(Source records)
• • • • • • •
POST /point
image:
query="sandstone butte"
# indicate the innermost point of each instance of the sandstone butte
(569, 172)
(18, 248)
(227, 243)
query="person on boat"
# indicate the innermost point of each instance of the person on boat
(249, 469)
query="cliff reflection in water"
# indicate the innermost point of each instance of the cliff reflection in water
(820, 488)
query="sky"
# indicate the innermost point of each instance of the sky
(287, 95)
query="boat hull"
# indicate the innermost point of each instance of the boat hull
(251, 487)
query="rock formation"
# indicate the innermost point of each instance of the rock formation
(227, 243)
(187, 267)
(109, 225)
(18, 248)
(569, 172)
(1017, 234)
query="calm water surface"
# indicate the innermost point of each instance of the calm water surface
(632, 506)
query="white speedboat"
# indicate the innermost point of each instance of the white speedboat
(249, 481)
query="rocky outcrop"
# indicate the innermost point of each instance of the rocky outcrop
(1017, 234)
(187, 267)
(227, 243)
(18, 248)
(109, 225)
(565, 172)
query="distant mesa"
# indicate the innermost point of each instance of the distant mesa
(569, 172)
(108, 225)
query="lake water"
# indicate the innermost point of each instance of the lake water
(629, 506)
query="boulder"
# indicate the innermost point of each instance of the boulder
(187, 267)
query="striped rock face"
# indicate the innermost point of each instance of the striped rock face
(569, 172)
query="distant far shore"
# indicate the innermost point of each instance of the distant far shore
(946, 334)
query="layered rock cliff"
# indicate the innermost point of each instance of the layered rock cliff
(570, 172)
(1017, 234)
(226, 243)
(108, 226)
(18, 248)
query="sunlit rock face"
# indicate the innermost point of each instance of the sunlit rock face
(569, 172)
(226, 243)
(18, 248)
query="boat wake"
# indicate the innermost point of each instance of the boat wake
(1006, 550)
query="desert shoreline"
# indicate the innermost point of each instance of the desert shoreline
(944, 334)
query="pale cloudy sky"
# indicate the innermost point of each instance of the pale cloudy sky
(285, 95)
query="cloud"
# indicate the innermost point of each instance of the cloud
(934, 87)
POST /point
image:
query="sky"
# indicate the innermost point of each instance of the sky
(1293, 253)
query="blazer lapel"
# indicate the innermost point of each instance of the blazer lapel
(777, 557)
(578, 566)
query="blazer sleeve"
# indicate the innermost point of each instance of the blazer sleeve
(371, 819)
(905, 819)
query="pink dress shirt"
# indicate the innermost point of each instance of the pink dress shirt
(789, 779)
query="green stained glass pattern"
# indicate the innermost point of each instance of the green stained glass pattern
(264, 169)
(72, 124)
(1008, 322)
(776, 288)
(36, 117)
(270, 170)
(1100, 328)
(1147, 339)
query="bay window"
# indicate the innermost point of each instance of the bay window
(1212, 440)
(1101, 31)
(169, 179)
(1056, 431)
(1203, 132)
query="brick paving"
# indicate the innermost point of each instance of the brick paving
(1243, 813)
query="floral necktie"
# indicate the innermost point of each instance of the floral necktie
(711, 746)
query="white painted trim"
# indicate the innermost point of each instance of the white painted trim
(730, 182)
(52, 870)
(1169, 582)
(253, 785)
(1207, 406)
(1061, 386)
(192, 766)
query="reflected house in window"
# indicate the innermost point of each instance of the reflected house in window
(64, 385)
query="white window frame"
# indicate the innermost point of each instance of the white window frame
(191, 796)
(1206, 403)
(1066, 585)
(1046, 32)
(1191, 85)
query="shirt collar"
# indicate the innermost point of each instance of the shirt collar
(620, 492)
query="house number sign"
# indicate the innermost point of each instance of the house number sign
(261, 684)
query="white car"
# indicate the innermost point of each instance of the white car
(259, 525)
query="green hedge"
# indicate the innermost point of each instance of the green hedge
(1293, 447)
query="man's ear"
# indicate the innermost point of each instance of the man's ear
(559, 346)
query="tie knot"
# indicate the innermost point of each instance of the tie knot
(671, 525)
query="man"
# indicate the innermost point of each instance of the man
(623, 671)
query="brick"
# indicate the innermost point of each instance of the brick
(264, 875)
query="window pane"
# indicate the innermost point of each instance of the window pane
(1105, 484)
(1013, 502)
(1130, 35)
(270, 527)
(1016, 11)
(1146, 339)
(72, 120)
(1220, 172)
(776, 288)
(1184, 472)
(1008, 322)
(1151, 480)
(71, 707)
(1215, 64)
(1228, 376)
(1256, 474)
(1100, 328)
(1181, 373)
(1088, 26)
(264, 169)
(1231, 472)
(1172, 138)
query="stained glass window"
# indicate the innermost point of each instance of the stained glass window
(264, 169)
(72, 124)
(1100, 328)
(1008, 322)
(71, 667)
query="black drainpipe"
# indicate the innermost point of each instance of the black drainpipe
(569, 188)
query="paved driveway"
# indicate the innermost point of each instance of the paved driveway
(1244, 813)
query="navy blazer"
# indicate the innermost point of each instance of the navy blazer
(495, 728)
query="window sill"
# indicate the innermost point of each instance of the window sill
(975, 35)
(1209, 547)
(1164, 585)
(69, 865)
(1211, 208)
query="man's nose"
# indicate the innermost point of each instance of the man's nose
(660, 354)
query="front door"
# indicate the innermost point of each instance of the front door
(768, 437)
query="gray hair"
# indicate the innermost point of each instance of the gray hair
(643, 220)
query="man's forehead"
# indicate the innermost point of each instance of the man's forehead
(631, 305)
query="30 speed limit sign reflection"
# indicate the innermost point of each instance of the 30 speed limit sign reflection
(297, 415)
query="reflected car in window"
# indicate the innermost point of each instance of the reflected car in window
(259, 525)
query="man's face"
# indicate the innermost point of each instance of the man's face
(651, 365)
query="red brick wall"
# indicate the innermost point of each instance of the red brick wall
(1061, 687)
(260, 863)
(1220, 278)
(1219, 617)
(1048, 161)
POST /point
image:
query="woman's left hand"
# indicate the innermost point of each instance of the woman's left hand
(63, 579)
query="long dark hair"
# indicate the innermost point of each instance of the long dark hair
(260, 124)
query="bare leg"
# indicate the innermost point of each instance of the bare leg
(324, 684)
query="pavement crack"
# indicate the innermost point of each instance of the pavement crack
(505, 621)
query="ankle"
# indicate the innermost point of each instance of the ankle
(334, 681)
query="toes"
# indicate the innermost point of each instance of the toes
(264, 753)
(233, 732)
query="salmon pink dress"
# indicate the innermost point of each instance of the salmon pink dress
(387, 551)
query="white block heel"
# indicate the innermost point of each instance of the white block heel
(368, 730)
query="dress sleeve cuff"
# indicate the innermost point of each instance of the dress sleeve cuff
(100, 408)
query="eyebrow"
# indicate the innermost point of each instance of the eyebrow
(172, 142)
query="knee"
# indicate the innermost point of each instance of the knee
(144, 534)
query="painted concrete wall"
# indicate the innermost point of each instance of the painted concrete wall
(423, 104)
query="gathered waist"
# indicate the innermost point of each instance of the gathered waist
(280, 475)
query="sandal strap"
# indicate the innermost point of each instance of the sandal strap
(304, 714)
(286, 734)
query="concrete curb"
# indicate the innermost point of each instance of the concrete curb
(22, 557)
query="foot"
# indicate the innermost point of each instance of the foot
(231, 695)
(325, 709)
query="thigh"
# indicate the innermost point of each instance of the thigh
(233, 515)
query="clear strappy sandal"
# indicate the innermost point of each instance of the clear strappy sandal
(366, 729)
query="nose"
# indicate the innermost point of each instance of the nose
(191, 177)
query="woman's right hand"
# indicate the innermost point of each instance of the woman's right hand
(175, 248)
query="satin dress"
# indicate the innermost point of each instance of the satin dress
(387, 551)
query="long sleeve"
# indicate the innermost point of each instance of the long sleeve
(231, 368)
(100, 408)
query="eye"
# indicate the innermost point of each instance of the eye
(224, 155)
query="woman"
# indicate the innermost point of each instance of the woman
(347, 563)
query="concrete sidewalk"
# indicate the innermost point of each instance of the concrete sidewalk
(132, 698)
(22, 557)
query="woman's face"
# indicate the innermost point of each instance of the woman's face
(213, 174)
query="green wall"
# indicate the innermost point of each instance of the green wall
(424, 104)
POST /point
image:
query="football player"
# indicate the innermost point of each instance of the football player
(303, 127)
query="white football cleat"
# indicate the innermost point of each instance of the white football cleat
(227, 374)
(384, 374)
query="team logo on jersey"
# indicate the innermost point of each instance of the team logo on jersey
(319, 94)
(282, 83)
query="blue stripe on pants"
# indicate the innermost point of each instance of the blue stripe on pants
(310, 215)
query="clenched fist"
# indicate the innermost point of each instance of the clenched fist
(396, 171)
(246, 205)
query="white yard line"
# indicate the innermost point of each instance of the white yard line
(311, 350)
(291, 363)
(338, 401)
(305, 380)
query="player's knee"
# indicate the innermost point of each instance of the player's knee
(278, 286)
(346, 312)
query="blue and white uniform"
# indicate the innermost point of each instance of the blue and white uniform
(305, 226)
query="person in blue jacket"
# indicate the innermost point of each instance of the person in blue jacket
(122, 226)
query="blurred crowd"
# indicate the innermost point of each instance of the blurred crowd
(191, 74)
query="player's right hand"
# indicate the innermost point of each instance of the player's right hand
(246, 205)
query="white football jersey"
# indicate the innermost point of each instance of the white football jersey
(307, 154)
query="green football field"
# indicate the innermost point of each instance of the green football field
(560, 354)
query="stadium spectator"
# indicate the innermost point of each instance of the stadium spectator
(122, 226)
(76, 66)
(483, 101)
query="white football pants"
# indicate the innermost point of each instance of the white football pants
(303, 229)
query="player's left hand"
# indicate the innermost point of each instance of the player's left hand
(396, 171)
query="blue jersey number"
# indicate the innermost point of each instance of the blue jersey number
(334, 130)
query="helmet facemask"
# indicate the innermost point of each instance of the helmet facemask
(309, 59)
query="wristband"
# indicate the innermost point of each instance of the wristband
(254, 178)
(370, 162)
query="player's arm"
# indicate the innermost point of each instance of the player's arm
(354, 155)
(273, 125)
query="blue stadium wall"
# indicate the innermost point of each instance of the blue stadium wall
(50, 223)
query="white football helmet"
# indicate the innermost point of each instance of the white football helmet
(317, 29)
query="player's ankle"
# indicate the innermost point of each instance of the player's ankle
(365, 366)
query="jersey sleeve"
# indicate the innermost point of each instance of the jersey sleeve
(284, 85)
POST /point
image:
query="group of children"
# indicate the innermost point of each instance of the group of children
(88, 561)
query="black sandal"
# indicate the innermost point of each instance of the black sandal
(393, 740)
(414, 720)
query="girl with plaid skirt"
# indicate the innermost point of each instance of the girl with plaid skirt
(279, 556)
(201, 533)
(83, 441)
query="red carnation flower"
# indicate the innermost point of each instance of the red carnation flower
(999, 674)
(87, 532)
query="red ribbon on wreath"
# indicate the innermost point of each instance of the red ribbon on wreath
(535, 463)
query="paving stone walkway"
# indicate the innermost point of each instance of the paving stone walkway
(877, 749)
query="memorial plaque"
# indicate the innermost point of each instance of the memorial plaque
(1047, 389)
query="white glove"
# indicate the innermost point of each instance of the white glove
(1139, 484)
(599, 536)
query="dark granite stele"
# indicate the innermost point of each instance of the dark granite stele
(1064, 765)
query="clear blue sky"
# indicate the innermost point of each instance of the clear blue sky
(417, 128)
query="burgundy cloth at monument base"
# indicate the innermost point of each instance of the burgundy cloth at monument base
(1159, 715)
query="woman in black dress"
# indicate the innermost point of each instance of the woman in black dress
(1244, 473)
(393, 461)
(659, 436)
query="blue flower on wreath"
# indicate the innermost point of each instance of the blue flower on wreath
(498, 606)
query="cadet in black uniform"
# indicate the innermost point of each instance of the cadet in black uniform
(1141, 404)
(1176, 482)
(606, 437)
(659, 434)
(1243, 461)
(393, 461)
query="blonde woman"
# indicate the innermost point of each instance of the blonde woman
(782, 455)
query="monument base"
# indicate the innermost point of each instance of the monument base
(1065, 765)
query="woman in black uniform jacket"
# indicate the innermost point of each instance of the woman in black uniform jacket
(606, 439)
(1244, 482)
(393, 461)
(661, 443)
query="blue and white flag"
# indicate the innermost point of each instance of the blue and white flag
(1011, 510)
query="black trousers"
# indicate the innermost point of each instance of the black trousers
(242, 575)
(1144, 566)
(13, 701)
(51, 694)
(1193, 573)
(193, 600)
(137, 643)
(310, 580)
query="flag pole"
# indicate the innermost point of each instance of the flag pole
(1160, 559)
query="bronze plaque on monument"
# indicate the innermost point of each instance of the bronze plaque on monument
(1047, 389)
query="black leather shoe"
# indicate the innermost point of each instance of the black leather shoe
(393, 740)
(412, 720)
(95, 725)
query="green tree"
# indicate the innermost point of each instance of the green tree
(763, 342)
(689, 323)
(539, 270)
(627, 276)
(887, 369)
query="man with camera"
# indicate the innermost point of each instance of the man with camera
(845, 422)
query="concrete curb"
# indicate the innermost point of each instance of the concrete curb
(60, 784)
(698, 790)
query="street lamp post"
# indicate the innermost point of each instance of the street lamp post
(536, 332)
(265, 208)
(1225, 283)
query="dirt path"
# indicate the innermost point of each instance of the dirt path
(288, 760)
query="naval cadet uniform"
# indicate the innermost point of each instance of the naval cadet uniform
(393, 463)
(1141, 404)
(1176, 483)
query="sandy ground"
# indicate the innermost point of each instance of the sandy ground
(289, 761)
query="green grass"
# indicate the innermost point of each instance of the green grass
• • • • • • •
EXERCISE BRIEF → Pull out every line in the records above that contains the word "reflected", and leave the rest behind.

WRITTEN RESPONSE →
query="reflected house in window"
# indicate the innermost point of each instance of the reflected house in window
query="reflected car in window"
# indicate the innermost point of each instance of the reflected car in window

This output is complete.